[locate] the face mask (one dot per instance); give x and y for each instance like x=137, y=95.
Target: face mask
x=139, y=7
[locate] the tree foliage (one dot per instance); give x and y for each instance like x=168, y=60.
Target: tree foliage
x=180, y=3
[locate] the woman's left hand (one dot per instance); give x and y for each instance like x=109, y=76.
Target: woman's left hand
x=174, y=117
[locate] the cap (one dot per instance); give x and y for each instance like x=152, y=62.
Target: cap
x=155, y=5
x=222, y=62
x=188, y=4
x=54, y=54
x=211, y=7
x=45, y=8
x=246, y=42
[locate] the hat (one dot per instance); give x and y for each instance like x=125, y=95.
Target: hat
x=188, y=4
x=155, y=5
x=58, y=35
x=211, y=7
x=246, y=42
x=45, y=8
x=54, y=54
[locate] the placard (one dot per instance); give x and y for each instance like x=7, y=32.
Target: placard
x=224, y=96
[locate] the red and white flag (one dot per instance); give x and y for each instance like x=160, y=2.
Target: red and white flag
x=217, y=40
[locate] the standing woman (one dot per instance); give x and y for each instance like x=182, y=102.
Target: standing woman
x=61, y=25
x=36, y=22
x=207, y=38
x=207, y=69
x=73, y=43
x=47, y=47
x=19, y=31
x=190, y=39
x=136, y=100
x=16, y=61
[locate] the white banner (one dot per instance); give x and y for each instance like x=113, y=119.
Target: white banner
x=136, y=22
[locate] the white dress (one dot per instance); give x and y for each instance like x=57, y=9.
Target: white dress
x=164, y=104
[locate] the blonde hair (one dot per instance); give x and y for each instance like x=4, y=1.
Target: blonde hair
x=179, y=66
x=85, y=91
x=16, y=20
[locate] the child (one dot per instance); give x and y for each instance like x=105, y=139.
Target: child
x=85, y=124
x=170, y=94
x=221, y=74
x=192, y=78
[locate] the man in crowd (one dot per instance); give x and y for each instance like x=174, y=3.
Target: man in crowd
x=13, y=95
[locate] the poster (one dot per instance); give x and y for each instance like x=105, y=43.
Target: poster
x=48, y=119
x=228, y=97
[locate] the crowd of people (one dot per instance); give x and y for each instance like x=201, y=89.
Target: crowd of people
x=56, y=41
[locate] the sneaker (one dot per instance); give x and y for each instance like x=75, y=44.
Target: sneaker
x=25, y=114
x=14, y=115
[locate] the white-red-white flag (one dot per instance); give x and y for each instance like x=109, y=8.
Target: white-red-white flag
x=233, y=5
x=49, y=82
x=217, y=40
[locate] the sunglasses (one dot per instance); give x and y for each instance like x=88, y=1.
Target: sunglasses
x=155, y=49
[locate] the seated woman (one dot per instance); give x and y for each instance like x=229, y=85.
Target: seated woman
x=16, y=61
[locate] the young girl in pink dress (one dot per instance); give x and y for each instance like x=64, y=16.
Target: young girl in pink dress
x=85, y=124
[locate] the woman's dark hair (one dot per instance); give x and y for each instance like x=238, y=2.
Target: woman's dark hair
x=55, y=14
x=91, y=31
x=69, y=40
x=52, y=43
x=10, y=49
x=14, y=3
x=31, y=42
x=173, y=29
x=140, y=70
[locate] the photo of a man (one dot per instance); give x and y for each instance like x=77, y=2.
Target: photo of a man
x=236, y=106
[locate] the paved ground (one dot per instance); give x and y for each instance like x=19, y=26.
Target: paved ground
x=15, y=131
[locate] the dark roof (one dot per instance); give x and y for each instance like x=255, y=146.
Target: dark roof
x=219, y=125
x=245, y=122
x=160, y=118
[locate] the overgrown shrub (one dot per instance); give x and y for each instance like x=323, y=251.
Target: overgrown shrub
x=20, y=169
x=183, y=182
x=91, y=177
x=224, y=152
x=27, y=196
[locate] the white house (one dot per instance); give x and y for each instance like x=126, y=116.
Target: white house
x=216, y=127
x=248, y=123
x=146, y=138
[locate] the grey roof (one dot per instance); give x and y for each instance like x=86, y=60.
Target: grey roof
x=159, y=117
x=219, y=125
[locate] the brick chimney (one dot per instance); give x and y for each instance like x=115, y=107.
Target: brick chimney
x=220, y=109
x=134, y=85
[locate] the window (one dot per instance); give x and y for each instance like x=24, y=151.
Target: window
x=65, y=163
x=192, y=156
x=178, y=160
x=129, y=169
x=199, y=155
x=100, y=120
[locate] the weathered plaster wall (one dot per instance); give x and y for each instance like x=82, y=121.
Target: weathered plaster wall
..........
## Task to carry out
A single figure is required: the number of lines in the entries that hold the string "wall".

## Task response
2